Challenge>
Show every line below that contains the word "deck".

Task inputs>
- - - -

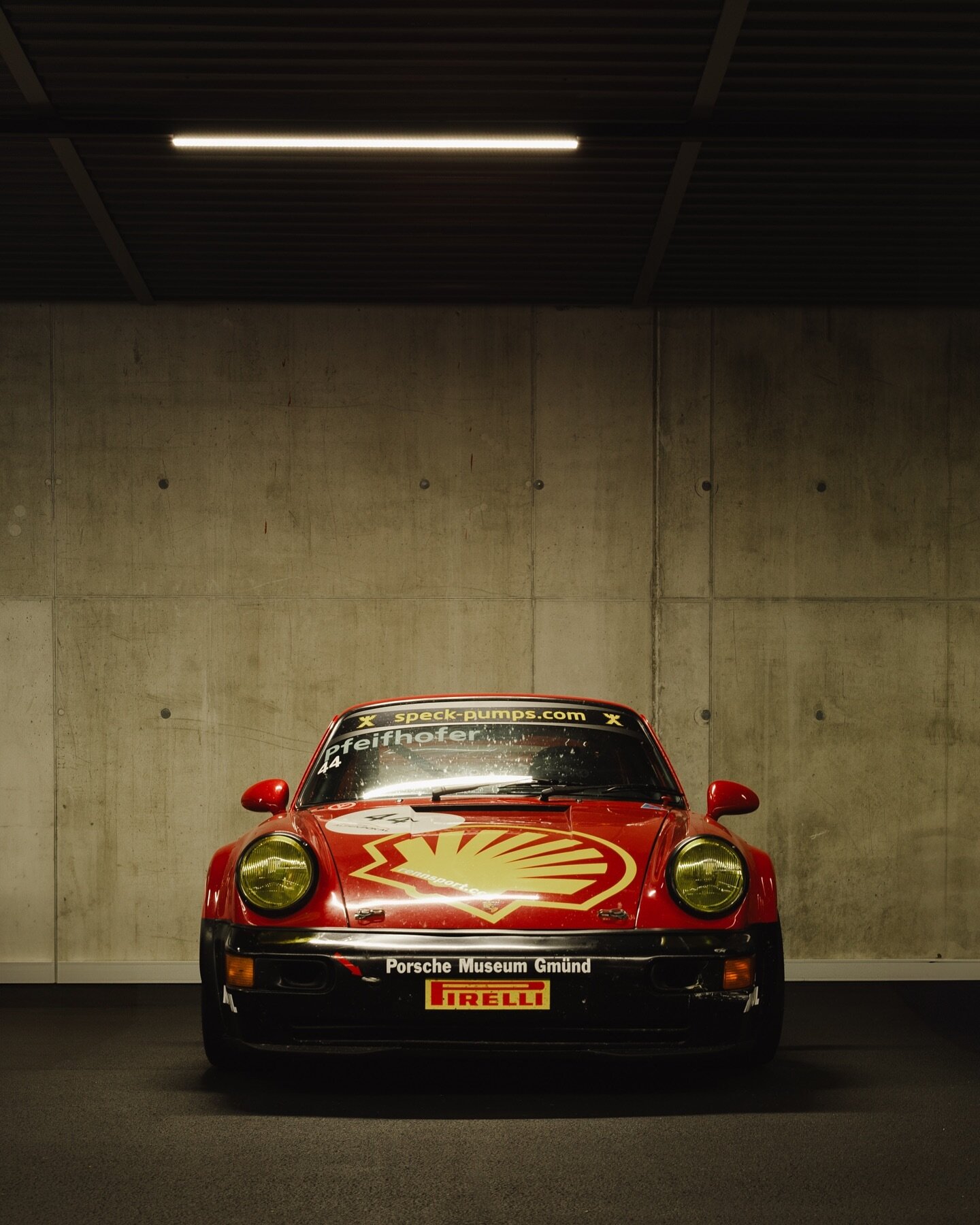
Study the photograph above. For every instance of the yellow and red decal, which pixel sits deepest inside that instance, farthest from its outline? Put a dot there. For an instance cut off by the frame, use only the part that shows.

- - - -

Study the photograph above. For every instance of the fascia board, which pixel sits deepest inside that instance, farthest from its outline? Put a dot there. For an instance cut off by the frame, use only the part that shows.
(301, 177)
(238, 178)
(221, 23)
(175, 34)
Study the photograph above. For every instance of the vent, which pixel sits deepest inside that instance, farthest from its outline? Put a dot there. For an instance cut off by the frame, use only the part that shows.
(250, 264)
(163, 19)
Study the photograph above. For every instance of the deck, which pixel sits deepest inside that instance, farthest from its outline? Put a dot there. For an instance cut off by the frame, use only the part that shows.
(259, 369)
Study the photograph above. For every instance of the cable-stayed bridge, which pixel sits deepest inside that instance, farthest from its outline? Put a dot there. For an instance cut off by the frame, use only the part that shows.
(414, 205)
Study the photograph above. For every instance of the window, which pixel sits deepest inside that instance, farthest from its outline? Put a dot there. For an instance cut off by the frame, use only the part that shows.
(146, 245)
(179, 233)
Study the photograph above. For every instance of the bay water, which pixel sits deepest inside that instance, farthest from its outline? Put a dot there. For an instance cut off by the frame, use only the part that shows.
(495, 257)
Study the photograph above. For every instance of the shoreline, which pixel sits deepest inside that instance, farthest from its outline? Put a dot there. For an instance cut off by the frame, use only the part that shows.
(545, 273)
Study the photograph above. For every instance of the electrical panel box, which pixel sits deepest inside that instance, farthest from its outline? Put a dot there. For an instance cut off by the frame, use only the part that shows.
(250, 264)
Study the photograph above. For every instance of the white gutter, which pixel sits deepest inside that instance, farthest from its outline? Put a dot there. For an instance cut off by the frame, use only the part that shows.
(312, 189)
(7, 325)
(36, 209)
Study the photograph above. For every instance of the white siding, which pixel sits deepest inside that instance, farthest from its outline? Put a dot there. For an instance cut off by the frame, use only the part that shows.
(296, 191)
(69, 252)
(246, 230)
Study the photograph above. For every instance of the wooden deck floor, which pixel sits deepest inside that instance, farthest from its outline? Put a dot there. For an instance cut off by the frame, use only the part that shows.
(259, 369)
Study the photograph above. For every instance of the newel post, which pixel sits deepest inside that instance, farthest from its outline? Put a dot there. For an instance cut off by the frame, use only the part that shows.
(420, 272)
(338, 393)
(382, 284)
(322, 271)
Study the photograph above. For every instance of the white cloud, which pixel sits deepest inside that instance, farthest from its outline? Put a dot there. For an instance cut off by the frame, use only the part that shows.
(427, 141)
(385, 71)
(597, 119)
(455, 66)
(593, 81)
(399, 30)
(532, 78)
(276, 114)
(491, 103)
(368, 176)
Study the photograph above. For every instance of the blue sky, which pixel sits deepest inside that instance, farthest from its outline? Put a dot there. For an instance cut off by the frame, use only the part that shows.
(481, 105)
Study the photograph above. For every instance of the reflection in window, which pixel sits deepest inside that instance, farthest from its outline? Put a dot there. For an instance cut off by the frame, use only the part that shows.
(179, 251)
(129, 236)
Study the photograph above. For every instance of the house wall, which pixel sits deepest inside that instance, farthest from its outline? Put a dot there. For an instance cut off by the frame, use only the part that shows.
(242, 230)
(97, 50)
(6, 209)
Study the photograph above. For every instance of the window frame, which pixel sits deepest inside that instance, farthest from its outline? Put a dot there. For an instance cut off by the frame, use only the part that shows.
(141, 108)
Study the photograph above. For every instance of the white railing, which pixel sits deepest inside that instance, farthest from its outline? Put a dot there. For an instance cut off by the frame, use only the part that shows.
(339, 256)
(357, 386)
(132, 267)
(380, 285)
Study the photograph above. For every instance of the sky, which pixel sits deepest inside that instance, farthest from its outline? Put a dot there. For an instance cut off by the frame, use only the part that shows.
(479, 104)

- - - -

Correct answer>
Study the photograph above. For every instance of the deck, which pixel sits deepest inside that instance, farthest from its outline? Put a dot there. For an instance cut off by the frame, use only the part that shows.
Study the photograph above. For every instance of the wooden deck floor, which pixel sits deepest inside that instance, farthest from its outline? Put a dot there. For an instance cut off by the frame, use only the part that shows.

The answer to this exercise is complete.